>> BEGIN

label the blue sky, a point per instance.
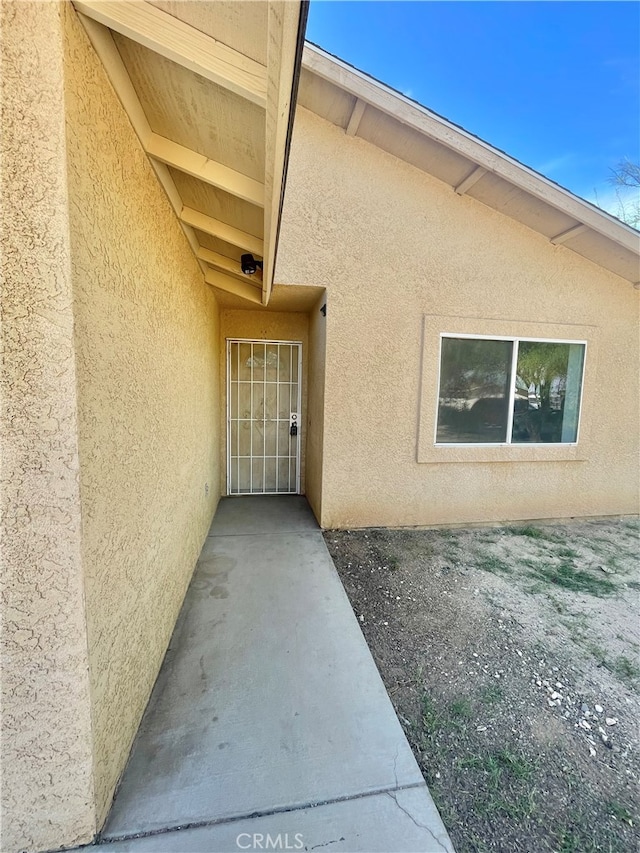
(554, 83)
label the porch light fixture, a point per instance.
(249, 265)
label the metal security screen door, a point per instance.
(263, 423)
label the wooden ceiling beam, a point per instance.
(355, 118)
(470, 180)
(232, 285)
(181, 43)
(222, 230)
(211, 172)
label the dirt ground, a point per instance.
(511, 655)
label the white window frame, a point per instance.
(514, 339)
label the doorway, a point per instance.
(263, 416)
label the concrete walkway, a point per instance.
(269, 720)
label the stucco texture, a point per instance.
(46, 758)
(146, 337)
(394, 246)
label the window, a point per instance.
(509, 391)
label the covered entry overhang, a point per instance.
(209, 89)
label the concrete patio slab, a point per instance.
(251, 514)
(398, 822)
(268, 699)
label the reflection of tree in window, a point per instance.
(542, 368)
(474, 390)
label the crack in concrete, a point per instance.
(327, 843)
(393, 796)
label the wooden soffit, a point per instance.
(209, 87)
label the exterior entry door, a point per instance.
(263, 424)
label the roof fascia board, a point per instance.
(481, 153)
(232, 285)
(104, 45)
(157, 30)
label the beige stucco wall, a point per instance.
(268, 326)
(394, 247)
(315, 407)
(46, 757)
(146, 339)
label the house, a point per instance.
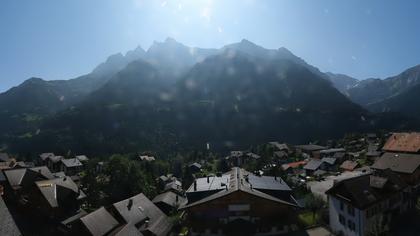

>> END

### The exercise
Rewrite all of the material above with every "a point per instance" changed to "one point for each instance" and nothing else altered, and leave the pictures out.

### Answer to the exercise
label the blue sky, one point for each instance.
(554, 83)
label the porch light fixture, one point for each instance.
(249, 265)
label the metal security screen door, one point for each instance.
(263, 423)
label the wooden ceiling beam, one point for each instance.
(355, 118)
(470, 180)
(232, 285)
(181, 43)
(222, 230)
(211, 172)
label the dirt ground, one point for each instance.
(511, 655)
label the white window frame, one point for each instance.
(514, 339)
label the doorway, one point for each instance.
(263, 416)
label the concrete walkway, one point for each instance.
(269, 720)
label the stucco texture, one point for each instance.
(46, 758)
(146, 337)
(394, 246)
label the window, one point for each instance.
(509, 391)
label the covered entry overhang, one point for each instance.
(209, 89)
label the concrete patio slab, one point for each instance.
(251, 514)
(398, 822)
(268, 699)
label the reflection of tree in window, one point for each instance.
(542, 368)
(474, 390)
label the crack in concrete, one point for each instance.
(327, 843)
(393, 796)
label the wooden soffit, one point for each instance.
(209, 87)
label the exterior entry door, one point for each instance.
(263, 424)
label the roof fascia board, one point for each instance.
(481, 153)
(232, 285)
(104, 45)
(157, 30)
label the beige stucco wall, one point for each instance.
(268, 326)
(394, 247)
(315, 407)
(46, 757)
(146, 339)
label the house, one point for each instance.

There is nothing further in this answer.